RECORD EXTRACTS
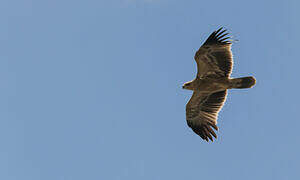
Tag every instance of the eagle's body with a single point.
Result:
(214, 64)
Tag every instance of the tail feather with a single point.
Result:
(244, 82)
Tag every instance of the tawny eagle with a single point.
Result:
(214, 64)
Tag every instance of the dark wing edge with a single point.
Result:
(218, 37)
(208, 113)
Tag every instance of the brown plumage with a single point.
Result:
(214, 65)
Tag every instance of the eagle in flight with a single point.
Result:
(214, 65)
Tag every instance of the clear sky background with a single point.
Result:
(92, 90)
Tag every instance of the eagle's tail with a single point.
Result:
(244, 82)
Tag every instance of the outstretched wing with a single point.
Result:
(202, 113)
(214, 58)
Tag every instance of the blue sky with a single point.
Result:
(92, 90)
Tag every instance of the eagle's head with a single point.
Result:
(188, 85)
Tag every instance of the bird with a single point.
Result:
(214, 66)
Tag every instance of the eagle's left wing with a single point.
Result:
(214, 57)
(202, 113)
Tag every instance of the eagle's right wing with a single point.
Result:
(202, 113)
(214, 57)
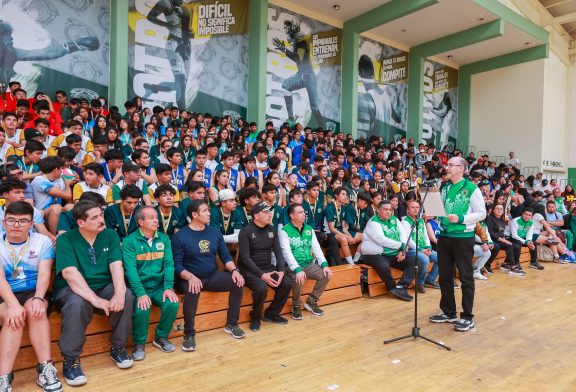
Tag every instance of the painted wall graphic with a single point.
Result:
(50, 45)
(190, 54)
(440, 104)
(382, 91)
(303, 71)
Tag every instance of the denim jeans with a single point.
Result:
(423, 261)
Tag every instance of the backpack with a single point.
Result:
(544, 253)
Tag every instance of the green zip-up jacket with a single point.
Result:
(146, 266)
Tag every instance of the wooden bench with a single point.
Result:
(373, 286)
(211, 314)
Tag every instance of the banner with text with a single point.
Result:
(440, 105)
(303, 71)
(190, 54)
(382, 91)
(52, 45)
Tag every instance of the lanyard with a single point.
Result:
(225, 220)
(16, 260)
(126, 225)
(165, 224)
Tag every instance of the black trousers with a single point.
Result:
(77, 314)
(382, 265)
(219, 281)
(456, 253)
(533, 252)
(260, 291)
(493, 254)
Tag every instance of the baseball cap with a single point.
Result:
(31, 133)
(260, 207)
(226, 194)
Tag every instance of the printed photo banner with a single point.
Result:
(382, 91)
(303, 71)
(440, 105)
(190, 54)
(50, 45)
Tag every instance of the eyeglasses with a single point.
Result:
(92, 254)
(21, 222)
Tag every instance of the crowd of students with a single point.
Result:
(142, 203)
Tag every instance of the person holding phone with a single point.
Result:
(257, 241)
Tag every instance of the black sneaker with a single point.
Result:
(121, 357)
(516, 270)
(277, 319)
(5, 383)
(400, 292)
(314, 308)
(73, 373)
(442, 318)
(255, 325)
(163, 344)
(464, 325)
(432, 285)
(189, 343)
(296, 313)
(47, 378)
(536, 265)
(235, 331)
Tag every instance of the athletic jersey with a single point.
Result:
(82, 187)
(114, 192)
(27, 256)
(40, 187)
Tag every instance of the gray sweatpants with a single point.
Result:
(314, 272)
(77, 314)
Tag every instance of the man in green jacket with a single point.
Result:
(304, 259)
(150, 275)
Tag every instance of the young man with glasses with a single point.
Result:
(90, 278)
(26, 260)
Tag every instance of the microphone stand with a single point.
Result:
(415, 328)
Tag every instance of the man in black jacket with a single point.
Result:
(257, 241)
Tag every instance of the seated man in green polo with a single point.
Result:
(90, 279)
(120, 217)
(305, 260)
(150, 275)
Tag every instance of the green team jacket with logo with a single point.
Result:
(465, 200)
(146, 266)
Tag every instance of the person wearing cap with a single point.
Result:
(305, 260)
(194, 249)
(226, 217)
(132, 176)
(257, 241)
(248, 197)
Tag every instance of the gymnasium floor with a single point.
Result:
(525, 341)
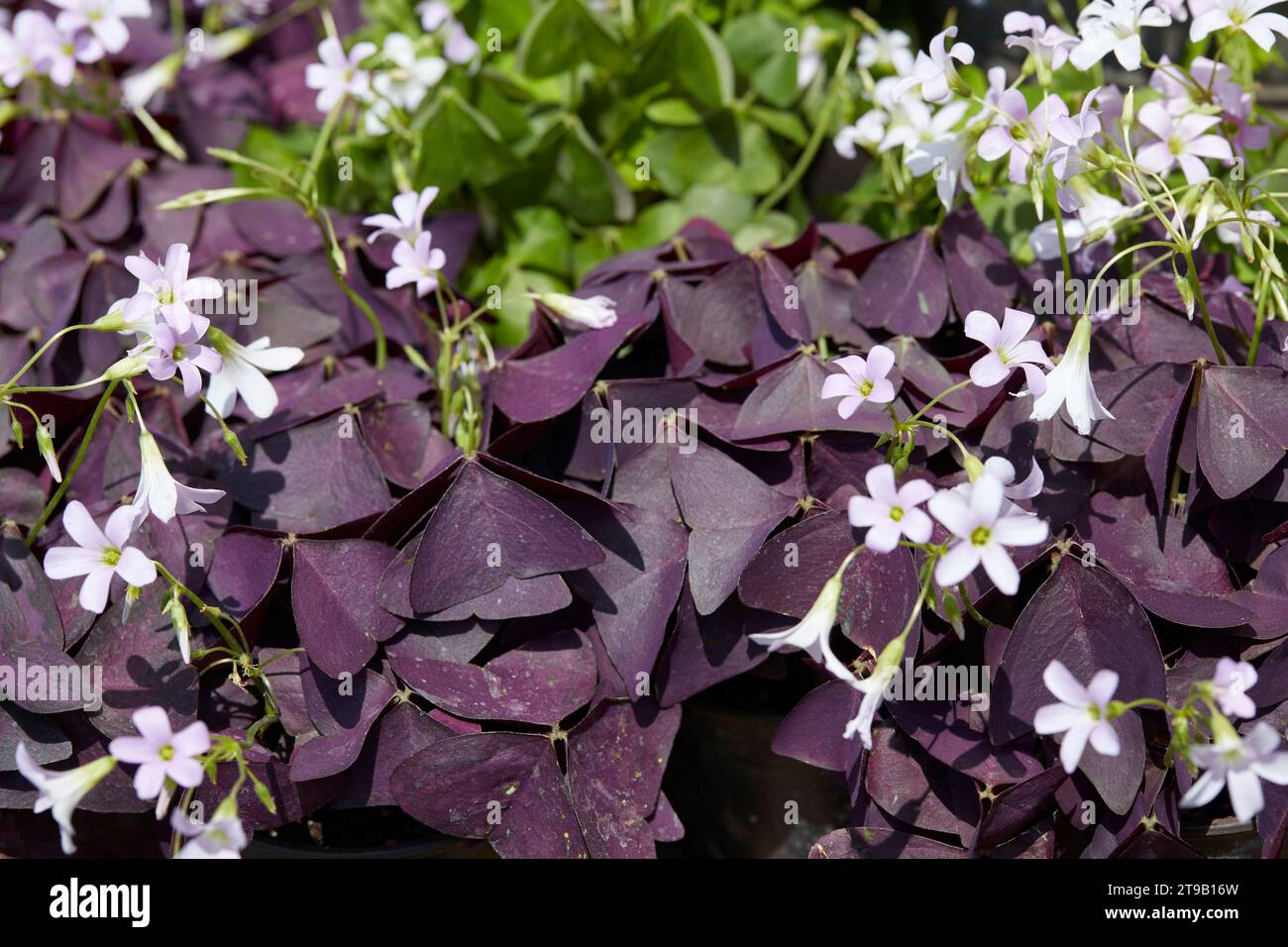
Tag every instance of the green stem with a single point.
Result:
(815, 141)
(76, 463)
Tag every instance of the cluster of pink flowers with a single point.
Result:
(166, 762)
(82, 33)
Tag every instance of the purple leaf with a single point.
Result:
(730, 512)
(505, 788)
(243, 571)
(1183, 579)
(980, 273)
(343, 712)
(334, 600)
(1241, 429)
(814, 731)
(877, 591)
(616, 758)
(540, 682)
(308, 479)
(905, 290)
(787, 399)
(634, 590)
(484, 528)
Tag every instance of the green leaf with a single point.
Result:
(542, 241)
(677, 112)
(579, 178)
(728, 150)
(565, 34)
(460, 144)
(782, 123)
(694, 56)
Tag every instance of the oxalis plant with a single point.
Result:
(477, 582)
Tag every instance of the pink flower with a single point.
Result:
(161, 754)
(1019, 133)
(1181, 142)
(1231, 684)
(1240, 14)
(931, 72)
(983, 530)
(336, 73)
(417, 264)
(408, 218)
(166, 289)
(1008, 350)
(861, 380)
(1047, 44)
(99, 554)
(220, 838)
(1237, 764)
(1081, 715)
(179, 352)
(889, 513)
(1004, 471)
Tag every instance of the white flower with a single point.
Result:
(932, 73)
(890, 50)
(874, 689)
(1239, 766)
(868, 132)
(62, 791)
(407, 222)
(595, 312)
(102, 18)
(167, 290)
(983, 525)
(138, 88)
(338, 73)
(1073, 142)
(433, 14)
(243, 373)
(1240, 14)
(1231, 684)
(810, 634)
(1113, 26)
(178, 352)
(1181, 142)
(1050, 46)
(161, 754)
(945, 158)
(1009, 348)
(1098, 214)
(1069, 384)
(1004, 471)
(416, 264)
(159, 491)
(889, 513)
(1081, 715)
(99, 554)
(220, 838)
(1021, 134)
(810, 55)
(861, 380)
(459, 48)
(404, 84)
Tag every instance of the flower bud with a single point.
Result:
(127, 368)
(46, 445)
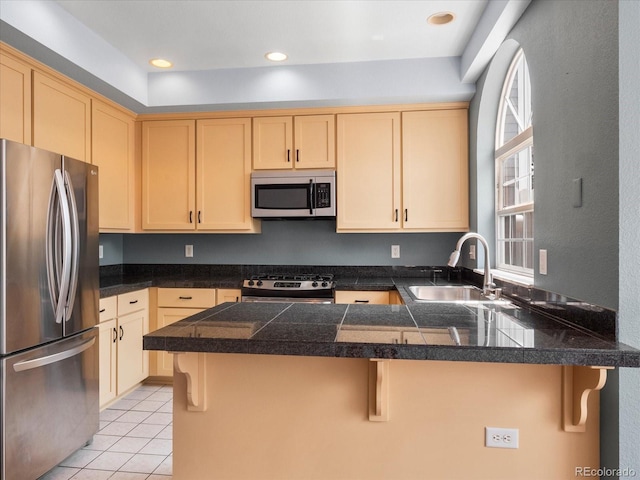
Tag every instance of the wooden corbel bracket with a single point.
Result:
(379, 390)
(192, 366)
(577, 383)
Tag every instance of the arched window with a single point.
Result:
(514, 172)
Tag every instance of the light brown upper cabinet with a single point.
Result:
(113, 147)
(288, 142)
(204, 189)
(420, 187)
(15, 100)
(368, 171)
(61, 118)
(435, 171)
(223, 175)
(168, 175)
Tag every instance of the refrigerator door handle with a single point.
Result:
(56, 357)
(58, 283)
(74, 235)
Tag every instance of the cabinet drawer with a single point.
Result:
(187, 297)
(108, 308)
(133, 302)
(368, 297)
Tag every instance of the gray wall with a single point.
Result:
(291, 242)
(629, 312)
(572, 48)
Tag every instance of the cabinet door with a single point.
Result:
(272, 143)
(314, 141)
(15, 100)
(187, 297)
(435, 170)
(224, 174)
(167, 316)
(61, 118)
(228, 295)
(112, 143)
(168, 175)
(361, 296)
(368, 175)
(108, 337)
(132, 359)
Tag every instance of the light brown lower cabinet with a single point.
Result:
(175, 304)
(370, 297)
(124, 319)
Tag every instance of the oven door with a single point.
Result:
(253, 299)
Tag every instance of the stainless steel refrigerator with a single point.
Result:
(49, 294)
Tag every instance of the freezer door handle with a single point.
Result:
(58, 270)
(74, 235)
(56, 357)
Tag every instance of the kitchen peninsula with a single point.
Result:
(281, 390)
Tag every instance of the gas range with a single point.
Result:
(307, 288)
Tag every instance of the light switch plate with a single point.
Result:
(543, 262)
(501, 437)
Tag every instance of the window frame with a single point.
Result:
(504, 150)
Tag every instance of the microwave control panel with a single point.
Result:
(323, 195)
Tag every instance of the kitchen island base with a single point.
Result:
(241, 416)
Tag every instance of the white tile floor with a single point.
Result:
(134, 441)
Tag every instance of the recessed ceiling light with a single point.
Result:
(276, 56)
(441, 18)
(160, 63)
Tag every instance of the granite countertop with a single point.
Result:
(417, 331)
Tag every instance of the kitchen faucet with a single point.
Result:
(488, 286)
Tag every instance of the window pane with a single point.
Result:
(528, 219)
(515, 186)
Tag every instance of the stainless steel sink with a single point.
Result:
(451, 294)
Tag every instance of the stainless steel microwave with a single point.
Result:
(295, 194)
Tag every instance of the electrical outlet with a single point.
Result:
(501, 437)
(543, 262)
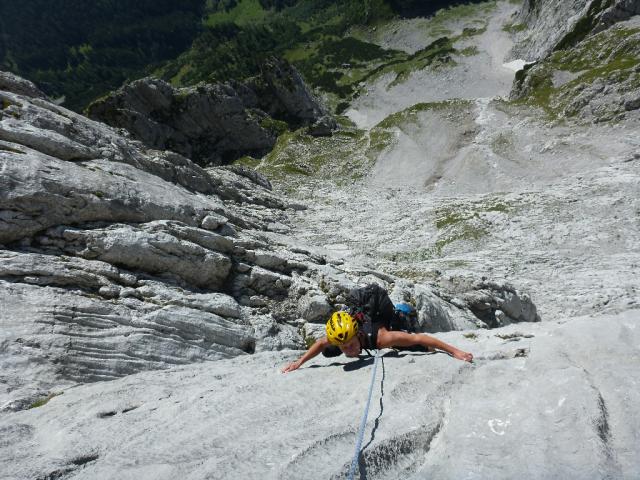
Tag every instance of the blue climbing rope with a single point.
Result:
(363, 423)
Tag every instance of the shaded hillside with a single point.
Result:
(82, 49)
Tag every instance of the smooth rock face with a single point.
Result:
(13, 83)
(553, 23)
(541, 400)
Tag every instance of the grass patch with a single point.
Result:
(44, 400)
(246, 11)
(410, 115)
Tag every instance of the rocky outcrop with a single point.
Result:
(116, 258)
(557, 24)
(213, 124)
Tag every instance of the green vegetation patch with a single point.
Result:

EXERCISE DIRECTIONS
Pictures are to be left out. Write out only the lines above starting at the one with "Tag every instance of the dark" and ending at the one with "Tag every instance of the banner", both lines included, exactly.

OUTPUT OF THE TASK
Tag every instance of the dark wing edge with a single point.
Result:
(218, 37)
(208, 113)
Tag every instance of the brown plumage with a single point.
Result:
(214, 65)
Tag every instance of the eagle in flight with a single point.
Result:
(214, 65)
Tag every instance of the clear sky background with a single point.
Result:
(92, 90)
Tag every instance of the eagle's tail with a single point.
Result:
(244, 82)
Tag every instance of the outstretched wing with a single point.
Result:
(202, 113)
(214, 58)
Tag every instance of the blue sky with a single point.
Result:
(92, 90)
Tag every instance of the eagle's head with a single point.
Result:
(188, 85)
Tag every instance of the bird with a single point.
Result:
(214, 66)
Tag every instance of the eagle's left wing with a single point.
Result:
(214, 57)
(202, 113)
Tag every instance of the eagle's right wing with a single point.
Result:
(202, 113)
(214, 57)
Tag every instance of the painted wall graphic with a single point.
Result:
(50, 45)
(190, 54)
(440, 104)
(382, 91)
(303, 71)
Tag every instance of the denim jeans with a single point.
Result:
(423, 261)
Tag every instance of the backpack with a single point.
Result:
(544, 253)
Tag every instance of the green zip-up jacket with a single point.
Result:
(146, 266)
Tag every instance of the wooden bench with a single point.
Result:
(373, 286)
(211, 314)
Tag every instance of the banner with text with a single point.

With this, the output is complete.